§ **TASK OBJECTIVE**: Tell me how many lines in the entries below contain the word "distant"; reply with the number and nothing else.

• • • •

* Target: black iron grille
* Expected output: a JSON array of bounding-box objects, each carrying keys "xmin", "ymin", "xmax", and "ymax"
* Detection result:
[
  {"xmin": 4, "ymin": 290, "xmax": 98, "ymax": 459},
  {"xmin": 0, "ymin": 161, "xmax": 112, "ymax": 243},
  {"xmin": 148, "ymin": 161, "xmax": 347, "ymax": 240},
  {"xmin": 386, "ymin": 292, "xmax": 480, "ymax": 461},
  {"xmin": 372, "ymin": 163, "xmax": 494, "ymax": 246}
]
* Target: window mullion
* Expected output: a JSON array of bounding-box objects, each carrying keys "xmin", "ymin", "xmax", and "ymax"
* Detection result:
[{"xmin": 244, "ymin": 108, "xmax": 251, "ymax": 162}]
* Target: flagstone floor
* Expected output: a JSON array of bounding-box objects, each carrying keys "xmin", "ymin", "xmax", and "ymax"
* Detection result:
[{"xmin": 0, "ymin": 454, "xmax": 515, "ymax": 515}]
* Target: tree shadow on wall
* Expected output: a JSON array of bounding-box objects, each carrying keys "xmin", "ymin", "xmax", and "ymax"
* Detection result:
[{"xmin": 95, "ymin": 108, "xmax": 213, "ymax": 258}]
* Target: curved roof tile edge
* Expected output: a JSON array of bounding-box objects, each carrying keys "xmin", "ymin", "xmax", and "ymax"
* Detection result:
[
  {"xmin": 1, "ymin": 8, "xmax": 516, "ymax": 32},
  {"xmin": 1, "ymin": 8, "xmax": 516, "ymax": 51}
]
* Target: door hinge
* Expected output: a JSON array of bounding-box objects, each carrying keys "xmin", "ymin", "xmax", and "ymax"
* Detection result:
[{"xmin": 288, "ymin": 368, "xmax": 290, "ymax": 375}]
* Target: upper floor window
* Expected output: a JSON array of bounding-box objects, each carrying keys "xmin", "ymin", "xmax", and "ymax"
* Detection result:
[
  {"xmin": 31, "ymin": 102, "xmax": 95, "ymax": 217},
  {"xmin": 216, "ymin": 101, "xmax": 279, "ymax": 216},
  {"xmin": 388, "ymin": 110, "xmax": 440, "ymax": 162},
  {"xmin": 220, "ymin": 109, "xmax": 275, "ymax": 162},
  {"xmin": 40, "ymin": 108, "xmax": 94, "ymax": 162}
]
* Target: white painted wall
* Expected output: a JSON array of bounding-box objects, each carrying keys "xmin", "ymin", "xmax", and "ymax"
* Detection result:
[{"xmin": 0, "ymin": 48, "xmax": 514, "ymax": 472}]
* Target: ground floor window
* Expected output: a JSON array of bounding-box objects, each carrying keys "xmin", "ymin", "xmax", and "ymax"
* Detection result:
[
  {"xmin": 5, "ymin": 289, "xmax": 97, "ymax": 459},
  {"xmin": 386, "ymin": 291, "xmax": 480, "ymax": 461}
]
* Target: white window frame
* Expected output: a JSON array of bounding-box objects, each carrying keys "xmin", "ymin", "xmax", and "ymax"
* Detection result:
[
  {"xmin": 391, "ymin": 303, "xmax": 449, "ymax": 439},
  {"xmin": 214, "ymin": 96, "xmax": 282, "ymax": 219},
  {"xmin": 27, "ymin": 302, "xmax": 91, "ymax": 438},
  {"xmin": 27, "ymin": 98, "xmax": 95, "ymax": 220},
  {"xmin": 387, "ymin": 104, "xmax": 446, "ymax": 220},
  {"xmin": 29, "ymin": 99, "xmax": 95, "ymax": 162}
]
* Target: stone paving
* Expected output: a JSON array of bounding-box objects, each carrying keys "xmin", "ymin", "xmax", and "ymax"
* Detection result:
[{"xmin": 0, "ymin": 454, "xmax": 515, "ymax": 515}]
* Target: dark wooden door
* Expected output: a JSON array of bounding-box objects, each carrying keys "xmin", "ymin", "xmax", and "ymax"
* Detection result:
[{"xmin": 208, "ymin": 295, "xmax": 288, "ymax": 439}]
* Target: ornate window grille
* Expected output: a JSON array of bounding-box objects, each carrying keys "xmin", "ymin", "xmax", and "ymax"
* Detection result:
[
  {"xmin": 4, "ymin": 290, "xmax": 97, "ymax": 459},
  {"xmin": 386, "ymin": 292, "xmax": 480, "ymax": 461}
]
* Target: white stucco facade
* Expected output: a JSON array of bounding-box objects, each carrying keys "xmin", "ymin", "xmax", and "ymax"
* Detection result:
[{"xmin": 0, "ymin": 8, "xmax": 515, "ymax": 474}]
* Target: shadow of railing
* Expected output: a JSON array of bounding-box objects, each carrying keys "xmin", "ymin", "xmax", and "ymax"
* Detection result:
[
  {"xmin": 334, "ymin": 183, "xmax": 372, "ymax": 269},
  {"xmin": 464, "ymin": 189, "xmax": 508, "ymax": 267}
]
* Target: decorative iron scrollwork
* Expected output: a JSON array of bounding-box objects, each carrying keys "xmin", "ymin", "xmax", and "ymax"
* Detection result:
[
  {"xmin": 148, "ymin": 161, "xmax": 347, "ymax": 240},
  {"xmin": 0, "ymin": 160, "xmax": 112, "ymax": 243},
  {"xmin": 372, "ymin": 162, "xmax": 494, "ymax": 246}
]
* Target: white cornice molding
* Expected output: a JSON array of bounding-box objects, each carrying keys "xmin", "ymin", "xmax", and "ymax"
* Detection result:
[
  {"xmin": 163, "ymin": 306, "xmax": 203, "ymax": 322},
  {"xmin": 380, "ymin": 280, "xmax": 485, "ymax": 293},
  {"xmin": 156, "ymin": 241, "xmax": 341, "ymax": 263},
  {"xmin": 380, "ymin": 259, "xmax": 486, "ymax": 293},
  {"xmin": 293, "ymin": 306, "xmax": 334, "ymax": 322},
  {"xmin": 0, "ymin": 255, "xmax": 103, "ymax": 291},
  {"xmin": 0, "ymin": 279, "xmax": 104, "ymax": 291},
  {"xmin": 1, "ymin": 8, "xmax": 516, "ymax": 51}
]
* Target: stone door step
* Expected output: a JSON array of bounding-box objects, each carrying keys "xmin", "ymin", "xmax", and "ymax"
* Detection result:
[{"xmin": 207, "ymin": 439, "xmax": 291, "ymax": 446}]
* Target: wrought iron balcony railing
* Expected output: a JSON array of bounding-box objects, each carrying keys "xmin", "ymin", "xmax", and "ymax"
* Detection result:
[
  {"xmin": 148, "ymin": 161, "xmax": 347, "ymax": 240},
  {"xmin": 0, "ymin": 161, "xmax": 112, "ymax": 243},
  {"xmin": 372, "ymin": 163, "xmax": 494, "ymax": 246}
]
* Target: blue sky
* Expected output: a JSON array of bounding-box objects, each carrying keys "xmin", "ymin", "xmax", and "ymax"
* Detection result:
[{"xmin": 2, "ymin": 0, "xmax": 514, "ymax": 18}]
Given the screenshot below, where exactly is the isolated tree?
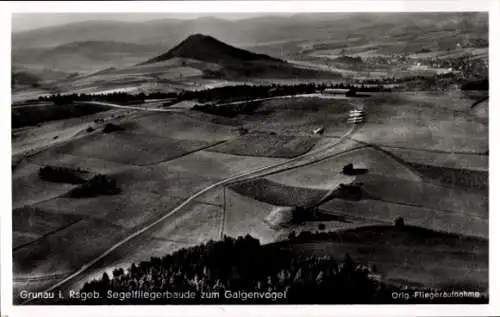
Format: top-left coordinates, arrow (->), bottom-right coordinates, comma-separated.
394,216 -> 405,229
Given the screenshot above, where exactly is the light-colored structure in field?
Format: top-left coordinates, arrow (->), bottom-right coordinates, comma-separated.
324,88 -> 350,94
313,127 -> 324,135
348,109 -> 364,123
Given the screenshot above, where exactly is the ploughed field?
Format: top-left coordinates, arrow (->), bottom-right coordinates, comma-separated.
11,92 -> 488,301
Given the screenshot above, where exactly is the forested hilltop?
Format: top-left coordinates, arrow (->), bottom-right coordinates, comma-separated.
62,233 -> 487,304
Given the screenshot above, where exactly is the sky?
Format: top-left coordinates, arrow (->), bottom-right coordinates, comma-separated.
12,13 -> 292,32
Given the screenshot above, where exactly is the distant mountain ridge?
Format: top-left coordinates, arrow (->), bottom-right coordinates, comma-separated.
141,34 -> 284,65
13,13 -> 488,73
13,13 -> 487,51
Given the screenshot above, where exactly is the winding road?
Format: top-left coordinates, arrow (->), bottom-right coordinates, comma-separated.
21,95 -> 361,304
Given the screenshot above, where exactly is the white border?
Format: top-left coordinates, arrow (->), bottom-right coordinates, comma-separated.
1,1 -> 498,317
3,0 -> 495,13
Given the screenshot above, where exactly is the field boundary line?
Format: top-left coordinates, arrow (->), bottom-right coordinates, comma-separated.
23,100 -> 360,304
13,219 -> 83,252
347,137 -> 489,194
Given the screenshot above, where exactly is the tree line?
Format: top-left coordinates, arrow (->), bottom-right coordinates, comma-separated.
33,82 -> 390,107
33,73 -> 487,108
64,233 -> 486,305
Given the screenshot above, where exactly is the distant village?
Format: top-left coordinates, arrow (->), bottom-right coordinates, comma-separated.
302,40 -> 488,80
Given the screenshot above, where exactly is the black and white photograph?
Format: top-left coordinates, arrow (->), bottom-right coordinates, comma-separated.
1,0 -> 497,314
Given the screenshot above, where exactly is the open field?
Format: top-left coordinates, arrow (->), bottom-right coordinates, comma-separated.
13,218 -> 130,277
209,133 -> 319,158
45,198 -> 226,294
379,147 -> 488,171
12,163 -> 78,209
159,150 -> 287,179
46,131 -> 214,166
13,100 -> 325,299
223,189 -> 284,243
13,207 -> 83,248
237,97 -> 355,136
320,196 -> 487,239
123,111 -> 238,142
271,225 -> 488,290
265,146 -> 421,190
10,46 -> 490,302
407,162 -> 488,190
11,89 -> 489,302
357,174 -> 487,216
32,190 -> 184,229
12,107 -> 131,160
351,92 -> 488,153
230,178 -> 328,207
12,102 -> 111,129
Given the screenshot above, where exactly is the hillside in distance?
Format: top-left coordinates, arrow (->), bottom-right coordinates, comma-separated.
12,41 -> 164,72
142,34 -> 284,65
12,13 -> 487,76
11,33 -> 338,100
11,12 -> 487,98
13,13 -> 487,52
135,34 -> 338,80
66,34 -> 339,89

• • • •

§ **SOLUTION FOR THIS EXERCISE**: 2